Location labeling records:
════════════════════
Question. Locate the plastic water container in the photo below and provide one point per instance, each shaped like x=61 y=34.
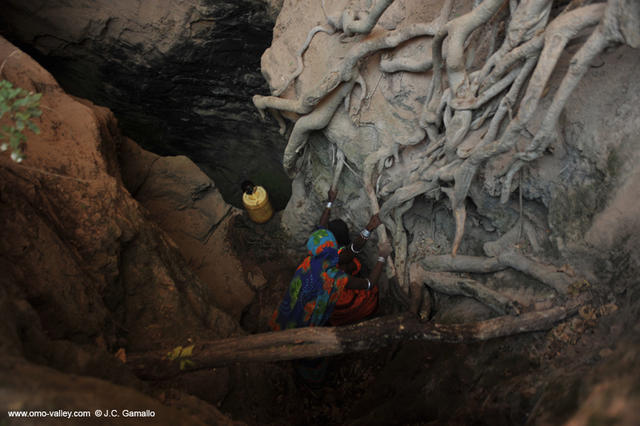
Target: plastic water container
x=257 y=204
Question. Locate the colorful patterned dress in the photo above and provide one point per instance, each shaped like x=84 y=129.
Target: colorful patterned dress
x=315 y=288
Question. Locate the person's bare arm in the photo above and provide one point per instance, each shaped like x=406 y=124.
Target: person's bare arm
x=346 y=256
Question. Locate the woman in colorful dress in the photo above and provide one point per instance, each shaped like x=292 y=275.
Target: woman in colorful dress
x=320 y=284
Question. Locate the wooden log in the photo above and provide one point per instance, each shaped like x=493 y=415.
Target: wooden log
x=326 y=341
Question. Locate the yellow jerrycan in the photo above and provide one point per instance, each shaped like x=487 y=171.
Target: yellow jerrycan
x=256 y=201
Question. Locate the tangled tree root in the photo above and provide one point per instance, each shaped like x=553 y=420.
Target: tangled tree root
x=504 y=91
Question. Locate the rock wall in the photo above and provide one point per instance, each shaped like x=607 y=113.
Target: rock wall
x=178 y=75
x=86 y=273
x=563 y=206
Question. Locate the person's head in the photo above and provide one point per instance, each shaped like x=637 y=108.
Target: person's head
x=341 y=231
x=322 y=243
x=247 y=187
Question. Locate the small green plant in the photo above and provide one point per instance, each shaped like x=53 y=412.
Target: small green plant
x=182 y=355
x=20 y=106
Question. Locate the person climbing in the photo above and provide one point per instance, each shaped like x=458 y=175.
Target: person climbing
x=321 y=291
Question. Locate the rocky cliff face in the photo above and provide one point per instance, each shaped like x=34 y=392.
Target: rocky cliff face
x=87 y=273
x=179 y=75
x=430 y=168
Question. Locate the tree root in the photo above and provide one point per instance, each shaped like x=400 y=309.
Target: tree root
x=318 y=119
x=454 y=285
x=299 y=54
x=546 y=274
x=606 y=34
x=312 y=342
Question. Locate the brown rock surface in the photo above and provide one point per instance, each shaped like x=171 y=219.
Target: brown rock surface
x=84 y=271
x=186 y=204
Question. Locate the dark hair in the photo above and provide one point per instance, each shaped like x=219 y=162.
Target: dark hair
x=247 y=186
x=340 y=230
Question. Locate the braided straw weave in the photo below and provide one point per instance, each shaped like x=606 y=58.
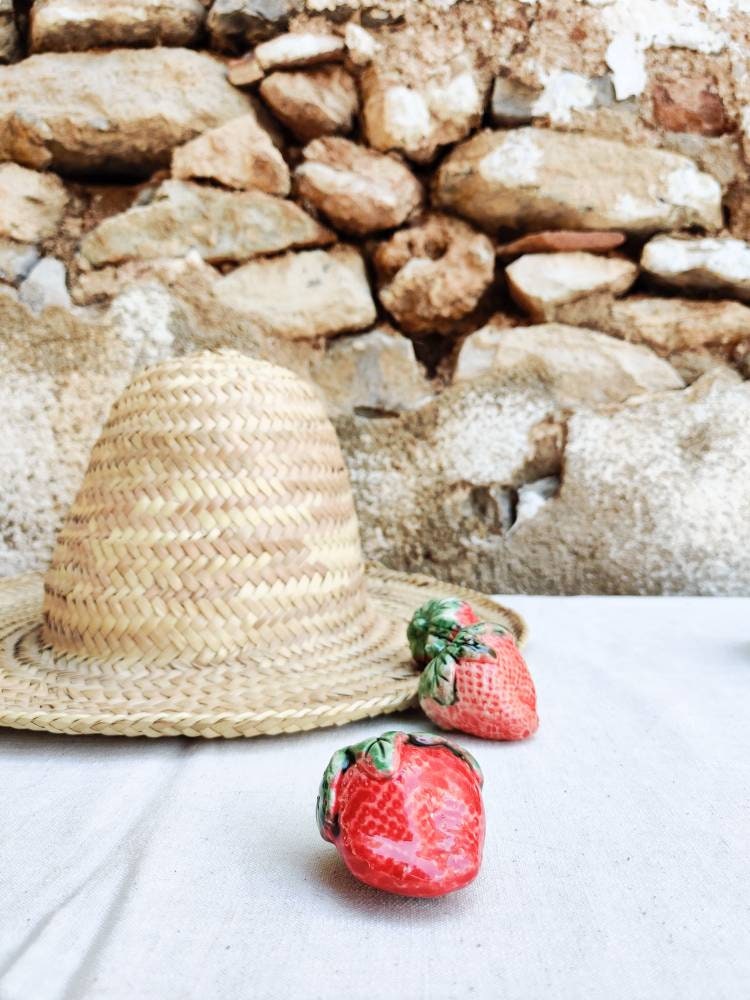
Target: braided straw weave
x=208 y=579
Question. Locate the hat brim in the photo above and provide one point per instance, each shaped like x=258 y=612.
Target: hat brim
x=368 y=675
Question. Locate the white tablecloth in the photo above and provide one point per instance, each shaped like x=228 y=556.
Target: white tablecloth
x=616 y=861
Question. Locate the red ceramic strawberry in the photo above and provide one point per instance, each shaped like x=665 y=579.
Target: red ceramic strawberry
x=405 y=813
x=479 y=683
x=435 y=623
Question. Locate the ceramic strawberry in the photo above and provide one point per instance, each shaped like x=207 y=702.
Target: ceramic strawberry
x=405 y=813
x=435 y=623
x=479 y=683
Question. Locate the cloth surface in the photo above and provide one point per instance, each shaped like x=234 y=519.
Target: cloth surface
x=616 y=859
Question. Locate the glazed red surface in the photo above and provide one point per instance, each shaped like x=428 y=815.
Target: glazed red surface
x=417 y=833
x=496 y=698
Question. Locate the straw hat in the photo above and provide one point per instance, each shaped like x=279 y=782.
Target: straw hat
x=208 y=579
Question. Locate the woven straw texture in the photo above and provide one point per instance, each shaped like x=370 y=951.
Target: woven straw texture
x=208 y=579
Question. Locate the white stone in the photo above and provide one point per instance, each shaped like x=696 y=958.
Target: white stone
x=536 y=178
x=586 y=366
x=16 y=259
x=515 y=160
x=544 y=281
x=31 y=204
x=360 y=44
x=720 y=264
x=45 y=286
x=302 y=296
x=297 y=50
x=220 y=225
x=635 y=26
x=376 y=371
x=78 y=25
x=117 y=111
x=564 y=92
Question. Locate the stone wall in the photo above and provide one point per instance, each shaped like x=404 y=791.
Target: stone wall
x=509 y=241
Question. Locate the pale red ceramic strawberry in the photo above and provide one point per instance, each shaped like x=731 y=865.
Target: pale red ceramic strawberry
x=434 y=624
x=479 y=683
x=405 y=813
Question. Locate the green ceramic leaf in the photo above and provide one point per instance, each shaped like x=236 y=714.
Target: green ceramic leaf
x=326 y=812
x=438 y=680
x=431 y=626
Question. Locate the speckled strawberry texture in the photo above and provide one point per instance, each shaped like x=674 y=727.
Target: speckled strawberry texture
x=414 y=827
x=480 y=684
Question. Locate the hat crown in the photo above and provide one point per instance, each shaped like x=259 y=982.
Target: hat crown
x=215 y=522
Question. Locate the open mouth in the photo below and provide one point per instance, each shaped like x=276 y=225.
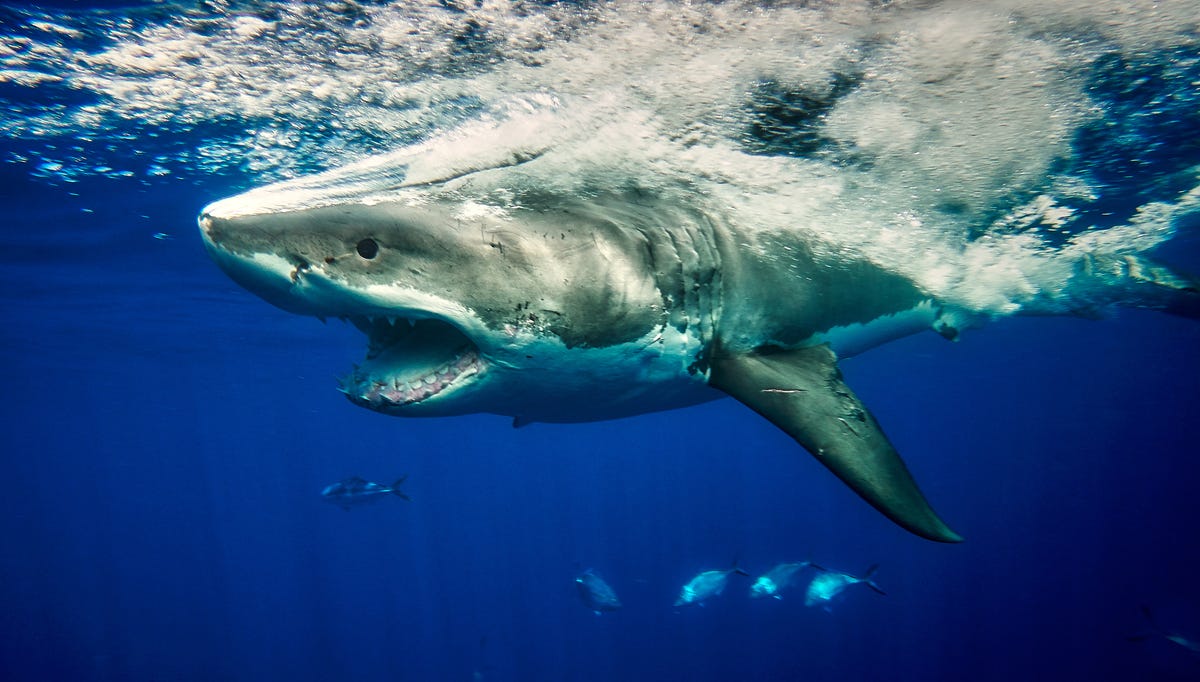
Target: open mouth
x=409 y=362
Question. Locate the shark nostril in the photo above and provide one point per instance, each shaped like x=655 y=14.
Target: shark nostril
x=367 y=249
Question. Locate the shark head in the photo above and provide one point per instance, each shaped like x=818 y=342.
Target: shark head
x=546 y=310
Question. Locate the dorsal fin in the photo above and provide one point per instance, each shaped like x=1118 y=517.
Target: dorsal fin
x=802 y=392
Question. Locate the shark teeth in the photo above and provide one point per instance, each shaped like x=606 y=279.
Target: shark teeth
x=393 y=392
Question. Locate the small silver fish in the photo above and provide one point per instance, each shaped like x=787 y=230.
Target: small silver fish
════════════════════
* Problem to work on *
Please switch "tree root" to "tree stump" in the stretch of lines from the one containing "Question. Locate the person's bare" through the one containing "x=312 y=342", and give back only those lines with nothing else changed.

* Answer to the exercise *
Question. Locate the person's bare arm in the photo above and provide one point per instance, each shaped like x=406 y=124.
Target: person's bare arm
x=346 y=256
Question. Locate the woman in colorful dress in the photo above and provide one point per instance, each shaped like x=292 y=275.
Target: woman in colorful dress
x=320 y=284
Question. Locate the wooden log in the photo above and provide one point per instance, each shaped like x=493 y=415.
Target: wooden log
x=326 y=341
Question. Locate the yellow jerrycan in the photo above and provide one point per instance, each shaped like x=487 y=171.
Target: yellow jerrycan
x=256 y=201
Question. Locate the tangled tree stump in the photo above and provide one point per instance, each shaped like x=553 y=420.
Target: tangled tree stump
x=504 y=91
Question. Locate the rock wall in the photo above and provide one point per instance, each shaped like x=607 y=113.
Target: rock wall
x=178 y=75
x=86 y=273
x=563 y=206
Question. Locate the person's head in the photo above and provide one point per instance, each shaped like x=637 y=108.
Target: person's head
x=341 y=231
x=322 y=243
x=247 y=187
Question. Locate the small green plant in the photo above and provide one point per instance, each shaped like x=53 y=412.
Target: small green plant
x=182 y=355
x=20 y=106
Question. Locate the person climbing in the photo above and provide one point per instance, each shaped like x=458 y=175.
Target: person climbing
x=321 y=291
Question. Locate the rocky cliff face in the photo above and provide one point per instance, each shaped like x=34 y=392.
Target: rocky cliff face
x=87 y=273
x=179 y=75
x=430 y=168
Question. Locate the tree stump in the photo above and provide one point per instance, each shaped like x=400 y=309.
Target: tree stump
x=318 y=119
x=454 y=285
x=299 y=54
x=546 y=274
x=606 y=34
x=312 y=342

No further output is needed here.